:: Assigned task ::
Begin at the line containing "Practice step: identify the domed" in the entries below and end at the line containing "Target: colorful ceiling sculpture"; transcribe that range exactly and nothing outside it.

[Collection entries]
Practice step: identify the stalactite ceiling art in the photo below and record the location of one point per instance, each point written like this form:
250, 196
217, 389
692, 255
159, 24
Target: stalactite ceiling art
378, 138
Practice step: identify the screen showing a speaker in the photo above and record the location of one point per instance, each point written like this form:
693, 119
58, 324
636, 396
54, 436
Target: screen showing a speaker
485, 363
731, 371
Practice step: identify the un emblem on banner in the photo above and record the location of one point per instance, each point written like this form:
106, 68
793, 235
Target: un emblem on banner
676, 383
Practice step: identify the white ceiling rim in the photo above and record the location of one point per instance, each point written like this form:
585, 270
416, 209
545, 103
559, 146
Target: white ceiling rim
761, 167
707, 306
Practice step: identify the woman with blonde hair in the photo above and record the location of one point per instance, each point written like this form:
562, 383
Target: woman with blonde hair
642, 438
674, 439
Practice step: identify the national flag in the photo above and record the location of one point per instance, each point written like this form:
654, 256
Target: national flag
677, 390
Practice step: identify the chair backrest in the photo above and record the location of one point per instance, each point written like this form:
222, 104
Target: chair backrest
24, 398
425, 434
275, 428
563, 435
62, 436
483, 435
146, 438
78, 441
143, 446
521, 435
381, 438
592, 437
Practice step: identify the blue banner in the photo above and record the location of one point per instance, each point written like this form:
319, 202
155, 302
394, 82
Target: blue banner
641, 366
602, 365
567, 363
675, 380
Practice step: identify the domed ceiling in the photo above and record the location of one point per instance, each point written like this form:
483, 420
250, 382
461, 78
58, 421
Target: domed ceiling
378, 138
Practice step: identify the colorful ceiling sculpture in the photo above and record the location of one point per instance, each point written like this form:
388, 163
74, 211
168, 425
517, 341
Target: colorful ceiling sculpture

...

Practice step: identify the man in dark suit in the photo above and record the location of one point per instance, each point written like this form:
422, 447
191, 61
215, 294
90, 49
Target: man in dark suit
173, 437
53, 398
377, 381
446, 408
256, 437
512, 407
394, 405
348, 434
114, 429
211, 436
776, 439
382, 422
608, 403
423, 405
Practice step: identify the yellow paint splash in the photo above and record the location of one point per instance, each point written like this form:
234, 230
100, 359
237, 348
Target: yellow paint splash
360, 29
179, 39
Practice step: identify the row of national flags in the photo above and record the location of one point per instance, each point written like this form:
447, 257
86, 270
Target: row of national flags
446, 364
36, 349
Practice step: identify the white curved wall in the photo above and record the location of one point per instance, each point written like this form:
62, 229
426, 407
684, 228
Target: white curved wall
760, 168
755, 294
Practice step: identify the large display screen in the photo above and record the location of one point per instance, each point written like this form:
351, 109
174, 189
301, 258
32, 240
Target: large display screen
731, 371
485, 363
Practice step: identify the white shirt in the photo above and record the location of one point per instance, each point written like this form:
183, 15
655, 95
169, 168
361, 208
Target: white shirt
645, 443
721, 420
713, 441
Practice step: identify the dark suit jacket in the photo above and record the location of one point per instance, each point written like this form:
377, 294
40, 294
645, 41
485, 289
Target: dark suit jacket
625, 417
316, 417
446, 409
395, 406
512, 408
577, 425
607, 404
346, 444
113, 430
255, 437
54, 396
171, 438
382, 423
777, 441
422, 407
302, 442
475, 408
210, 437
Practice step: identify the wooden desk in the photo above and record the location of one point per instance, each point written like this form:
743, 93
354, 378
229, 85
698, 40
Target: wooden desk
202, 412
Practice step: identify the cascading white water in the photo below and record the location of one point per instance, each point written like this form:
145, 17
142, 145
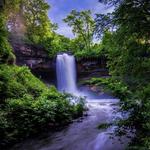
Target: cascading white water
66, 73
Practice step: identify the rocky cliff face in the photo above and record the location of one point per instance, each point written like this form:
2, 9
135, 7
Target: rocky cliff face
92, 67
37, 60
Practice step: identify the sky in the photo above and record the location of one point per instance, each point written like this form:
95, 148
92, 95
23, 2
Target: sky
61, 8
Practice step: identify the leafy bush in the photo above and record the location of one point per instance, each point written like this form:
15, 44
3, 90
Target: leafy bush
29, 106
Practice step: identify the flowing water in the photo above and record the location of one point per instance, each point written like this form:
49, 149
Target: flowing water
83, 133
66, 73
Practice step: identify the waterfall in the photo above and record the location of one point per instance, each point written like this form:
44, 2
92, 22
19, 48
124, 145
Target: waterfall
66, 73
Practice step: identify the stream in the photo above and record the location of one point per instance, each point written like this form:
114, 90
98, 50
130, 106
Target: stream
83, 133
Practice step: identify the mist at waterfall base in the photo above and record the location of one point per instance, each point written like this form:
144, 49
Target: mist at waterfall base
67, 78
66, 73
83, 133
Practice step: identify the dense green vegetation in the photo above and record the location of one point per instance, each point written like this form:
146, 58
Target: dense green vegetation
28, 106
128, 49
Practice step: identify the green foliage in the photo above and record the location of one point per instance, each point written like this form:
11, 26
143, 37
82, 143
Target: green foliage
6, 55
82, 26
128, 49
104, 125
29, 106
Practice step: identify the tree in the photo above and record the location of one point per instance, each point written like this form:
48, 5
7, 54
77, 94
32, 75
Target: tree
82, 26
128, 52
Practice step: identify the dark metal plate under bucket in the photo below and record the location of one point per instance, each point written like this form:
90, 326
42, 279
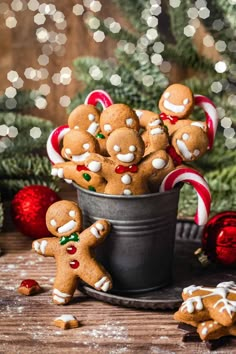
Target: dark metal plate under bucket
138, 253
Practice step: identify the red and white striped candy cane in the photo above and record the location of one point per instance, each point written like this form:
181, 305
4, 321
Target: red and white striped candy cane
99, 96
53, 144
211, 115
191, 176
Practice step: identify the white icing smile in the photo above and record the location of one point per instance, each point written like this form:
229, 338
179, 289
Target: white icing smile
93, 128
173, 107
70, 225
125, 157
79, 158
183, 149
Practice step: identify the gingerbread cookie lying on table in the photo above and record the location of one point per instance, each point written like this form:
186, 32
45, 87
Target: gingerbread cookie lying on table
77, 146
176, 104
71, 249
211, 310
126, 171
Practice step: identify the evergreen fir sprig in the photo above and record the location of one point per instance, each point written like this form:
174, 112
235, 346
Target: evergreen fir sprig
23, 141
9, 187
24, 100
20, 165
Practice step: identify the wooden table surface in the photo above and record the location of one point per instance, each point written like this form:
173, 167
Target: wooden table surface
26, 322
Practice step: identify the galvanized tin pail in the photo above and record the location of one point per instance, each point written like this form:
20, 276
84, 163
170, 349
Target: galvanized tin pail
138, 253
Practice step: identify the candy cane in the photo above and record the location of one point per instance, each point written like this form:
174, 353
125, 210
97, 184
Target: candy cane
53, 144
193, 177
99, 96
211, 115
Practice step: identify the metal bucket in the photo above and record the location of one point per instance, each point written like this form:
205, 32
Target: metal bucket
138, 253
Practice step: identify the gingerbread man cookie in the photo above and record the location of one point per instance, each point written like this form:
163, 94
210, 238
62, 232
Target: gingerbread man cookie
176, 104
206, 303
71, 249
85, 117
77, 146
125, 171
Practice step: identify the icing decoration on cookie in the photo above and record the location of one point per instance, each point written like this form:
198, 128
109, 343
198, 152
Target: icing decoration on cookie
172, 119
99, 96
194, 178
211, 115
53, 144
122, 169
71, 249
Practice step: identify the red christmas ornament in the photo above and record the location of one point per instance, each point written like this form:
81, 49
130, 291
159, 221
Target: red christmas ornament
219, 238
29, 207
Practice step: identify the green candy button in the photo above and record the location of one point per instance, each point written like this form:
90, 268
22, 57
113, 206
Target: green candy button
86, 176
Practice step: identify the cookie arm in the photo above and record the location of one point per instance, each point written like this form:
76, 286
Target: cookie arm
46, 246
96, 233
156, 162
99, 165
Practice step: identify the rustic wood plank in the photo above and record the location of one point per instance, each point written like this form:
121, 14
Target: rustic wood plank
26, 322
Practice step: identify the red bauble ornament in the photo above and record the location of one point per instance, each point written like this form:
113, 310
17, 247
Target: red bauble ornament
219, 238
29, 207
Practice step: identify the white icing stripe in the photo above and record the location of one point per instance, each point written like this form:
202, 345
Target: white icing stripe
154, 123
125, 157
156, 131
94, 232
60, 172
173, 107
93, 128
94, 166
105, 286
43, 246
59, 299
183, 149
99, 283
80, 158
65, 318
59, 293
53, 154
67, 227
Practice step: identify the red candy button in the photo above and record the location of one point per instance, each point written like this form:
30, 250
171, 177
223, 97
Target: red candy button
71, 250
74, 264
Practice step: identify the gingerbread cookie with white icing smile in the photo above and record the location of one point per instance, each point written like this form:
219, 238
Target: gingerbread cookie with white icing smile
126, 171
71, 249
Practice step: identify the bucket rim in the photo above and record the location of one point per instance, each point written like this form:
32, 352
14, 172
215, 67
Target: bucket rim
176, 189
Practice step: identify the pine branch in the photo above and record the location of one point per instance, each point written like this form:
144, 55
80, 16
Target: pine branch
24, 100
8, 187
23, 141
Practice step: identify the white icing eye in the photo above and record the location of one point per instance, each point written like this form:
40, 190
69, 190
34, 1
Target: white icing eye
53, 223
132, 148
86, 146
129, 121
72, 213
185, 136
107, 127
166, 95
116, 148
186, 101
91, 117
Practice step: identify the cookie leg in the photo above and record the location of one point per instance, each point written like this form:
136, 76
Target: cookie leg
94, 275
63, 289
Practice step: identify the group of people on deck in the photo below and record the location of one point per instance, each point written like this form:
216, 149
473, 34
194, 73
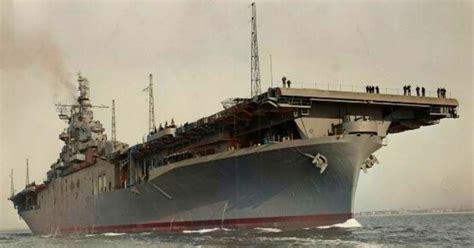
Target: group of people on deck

:: Answer box ::
Practice step: identify the domed ceiling in the photo above and record the location of one point per instance, each point written like this form:
483, 420
250, 382
461, 78
58, 421
Target: domed ceiling
378, 138
Practice step: identify the colorful ceiling sculpture in the photo above and record the location of one point per instance, each point written like this form:
388, 163
74, 211
168, 425
517, 341
Target: colorful ceiling sculpture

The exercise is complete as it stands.